_Task objective_: Copy the material from its start through the line with "x=430, y=112", swapping "whisky barrel" for "oak cask" and leaving everything else unchanged.

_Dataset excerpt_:
____________________

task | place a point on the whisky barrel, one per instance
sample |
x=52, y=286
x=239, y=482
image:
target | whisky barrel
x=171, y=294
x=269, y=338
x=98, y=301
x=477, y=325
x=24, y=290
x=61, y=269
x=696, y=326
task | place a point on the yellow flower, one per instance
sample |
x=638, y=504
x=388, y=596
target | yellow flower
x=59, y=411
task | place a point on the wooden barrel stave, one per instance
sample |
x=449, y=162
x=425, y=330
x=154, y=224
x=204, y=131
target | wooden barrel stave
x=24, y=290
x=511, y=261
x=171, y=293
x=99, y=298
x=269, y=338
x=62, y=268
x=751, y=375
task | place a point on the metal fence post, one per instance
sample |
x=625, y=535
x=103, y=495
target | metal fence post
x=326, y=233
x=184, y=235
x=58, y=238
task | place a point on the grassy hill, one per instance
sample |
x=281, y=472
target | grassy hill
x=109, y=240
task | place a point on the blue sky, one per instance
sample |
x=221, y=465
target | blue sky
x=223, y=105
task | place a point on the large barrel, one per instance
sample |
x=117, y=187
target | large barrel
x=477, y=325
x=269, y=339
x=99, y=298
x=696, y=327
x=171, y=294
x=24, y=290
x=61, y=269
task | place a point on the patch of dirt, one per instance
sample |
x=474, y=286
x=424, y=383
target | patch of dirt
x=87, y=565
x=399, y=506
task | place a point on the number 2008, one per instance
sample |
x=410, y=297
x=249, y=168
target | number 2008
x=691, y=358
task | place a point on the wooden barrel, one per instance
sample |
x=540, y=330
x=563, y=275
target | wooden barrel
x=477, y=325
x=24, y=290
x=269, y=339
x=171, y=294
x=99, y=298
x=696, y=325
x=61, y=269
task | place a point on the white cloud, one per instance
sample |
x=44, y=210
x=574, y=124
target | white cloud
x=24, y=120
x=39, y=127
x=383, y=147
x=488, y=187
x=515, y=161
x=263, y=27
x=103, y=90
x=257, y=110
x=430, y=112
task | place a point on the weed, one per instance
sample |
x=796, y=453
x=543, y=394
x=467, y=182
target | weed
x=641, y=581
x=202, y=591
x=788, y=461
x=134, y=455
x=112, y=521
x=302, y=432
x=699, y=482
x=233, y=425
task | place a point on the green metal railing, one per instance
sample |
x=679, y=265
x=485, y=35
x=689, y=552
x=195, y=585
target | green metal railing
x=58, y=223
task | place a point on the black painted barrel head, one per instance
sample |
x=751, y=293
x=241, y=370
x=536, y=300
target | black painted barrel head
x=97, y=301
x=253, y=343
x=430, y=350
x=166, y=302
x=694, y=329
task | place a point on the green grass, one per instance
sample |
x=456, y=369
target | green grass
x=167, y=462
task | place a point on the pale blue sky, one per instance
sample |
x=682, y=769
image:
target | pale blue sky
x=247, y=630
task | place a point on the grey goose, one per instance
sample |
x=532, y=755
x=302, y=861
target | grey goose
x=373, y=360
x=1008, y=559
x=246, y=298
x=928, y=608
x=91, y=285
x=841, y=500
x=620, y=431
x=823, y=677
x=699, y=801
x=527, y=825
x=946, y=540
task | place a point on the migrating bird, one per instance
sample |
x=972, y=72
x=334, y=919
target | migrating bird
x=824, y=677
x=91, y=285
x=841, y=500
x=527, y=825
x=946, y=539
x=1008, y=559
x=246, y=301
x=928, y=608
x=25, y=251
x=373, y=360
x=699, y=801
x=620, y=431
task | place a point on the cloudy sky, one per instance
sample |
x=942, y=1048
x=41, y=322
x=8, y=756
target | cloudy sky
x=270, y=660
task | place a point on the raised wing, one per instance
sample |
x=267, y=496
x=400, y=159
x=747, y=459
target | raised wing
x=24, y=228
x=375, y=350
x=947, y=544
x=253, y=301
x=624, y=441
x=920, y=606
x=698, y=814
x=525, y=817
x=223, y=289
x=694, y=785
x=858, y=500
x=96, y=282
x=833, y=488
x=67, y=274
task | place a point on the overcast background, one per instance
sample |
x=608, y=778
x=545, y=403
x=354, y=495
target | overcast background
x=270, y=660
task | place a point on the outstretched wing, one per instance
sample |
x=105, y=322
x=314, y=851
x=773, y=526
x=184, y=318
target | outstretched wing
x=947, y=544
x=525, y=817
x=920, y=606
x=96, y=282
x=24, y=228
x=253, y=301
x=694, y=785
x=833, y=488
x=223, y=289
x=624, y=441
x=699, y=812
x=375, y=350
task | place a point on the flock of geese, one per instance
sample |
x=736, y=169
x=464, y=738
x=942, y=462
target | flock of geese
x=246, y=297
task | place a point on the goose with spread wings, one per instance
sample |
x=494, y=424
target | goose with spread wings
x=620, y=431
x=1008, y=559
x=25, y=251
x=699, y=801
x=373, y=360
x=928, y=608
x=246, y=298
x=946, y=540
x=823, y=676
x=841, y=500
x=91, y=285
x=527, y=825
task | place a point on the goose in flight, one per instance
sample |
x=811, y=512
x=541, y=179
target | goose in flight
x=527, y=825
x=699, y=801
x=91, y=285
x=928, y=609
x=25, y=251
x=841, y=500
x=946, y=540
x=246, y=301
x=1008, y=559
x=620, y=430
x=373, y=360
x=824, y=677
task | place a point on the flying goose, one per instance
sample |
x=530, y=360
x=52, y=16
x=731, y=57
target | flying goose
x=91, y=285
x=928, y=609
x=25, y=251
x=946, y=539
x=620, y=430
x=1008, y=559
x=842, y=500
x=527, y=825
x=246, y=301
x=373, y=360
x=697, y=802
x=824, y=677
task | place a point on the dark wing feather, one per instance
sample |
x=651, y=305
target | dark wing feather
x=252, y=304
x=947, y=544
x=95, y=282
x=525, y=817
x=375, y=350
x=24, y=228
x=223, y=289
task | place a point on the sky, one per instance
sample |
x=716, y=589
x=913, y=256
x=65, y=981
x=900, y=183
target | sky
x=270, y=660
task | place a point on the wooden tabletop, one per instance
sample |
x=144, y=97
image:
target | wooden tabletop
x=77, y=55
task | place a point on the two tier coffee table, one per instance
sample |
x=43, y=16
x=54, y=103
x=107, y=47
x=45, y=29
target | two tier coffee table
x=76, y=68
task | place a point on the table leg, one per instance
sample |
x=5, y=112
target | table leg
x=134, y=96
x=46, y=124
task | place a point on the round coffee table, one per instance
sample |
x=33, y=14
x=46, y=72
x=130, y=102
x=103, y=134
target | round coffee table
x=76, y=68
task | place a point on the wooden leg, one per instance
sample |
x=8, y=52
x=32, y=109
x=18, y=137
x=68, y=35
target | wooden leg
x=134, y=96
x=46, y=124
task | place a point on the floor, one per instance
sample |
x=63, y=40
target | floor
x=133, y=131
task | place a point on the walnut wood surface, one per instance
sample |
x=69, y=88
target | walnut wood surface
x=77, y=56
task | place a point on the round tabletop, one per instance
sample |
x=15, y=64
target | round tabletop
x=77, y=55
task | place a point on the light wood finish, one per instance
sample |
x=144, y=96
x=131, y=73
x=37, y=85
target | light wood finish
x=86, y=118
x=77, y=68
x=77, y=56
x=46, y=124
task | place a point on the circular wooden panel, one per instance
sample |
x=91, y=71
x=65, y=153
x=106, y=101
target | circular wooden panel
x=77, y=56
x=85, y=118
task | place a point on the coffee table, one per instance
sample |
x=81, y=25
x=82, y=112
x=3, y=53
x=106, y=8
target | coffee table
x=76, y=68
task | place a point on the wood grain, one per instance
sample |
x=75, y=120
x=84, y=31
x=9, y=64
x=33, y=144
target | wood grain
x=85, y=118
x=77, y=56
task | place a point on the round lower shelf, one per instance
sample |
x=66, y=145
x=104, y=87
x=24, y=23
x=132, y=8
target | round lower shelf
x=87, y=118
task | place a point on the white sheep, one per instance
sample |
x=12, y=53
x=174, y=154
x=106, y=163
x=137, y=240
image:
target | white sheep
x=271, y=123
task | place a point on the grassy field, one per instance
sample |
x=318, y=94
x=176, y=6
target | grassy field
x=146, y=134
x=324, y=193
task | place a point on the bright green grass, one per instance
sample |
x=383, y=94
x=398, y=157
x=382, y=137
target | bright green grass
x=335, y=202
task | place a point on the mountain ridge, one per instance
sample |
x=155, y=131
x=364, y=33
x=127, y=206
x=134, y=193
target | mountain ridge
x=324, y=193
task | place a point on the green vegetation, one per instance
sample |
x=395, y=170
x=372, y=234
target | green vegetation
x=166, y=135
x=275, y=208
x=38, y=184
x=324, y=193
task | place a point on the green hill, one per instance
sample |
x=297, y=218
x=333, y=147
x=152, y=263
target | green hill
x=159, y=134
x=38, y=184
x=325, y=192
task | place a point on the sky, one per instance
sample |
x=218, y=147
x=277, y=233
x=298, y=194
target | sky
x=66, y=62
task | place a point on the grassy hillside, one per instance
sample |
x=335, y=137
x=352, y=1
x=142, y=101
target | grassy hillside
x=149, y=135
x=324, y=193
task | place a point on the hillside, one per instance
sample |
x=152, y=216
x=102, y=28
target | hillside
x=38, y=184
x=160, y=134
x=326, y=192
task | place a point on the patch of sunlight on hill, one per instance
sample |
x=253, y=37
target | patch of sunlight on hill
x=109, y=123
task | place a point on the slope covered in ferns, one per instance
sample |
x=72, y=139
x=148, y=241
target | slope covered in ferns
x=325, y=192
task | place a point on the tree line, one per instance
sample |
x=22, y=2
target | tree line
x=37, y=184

____________________

_Complete answer_:
task | place a point on the oak cask, one per instance
sample |
x=52, y=286
x=239, y=482
image:
target | oak cask
x=171, y=294
x=269, y=338
x=98, y=301
x=477, y=325
x=24, y=290
x=61, y=269
x=696, y=326
task | place a point on the yellow flower, one per instance
sample |
x=638, y=504
x=388, y=596
target | yellow flower
x=59, y=411
task | place a point on the wooden barrel stave, one per instance
sample |
x=449, y=162
x=425, y=330
x=154, y=224
x=204, y=131
target | wooden barrel stave
x=24, y=290
x=511, y=261
x=171, y=293
x=99, y=298
x=269, y=338
x=62, y=268
x=751, y=375
task | place a point on the metal fence post, one per instance
sample |
x=625, y=535
x=103, y=495
target | metal fence post
x=326, y=233
x=184, y=235
x=58, y=238
task | place a point on the grassy hill, one per instance
sample |
x=281, y=472
target | grassy hill
x=109, y=240
task | place a point on the blue sky, one per instance
sample |
x=221, y=465
target | blue sky
x=223, y=105
task | place a point on the large barrel, one per instance
sample |
x=117, y=187
target | large barrel
x=477, y=325
x=269, y=339
x=99, y=298
x=696, y=327
x=171, y=294
x=24, y=290
x=61, y=269
task | place a point on the patch of dirt, one per instance
sample |
x=474, y=286
x=424, y=383
target | patch of dirt
x=87, y=565
x=399, y=506
task | place a point on the number 2008, one per instance
sample |
x=410, y=297
x=249, y=168
target | number 2008
x=691, y=358
task | place a point on the wooden barrel, one per instance
sample |
x=540, y=330
x=563, y=275
target | wooden barrel
x=477, y=325
x=24, y=290
x=269, y=339
x=171, y=294
x=99, y=298
x=696, y=325
x=61, y=269
task | place a point on the white cloud, one per instance
sample |
x=44, y=210
x=574, y=124
target | white cloud
x=24, y=120
x=39, y=127
x=383, y=147
x=488, y=187
x=515, y=161
x=263, y=27
x=103, y=90
x=257, y=110
x=430, y=112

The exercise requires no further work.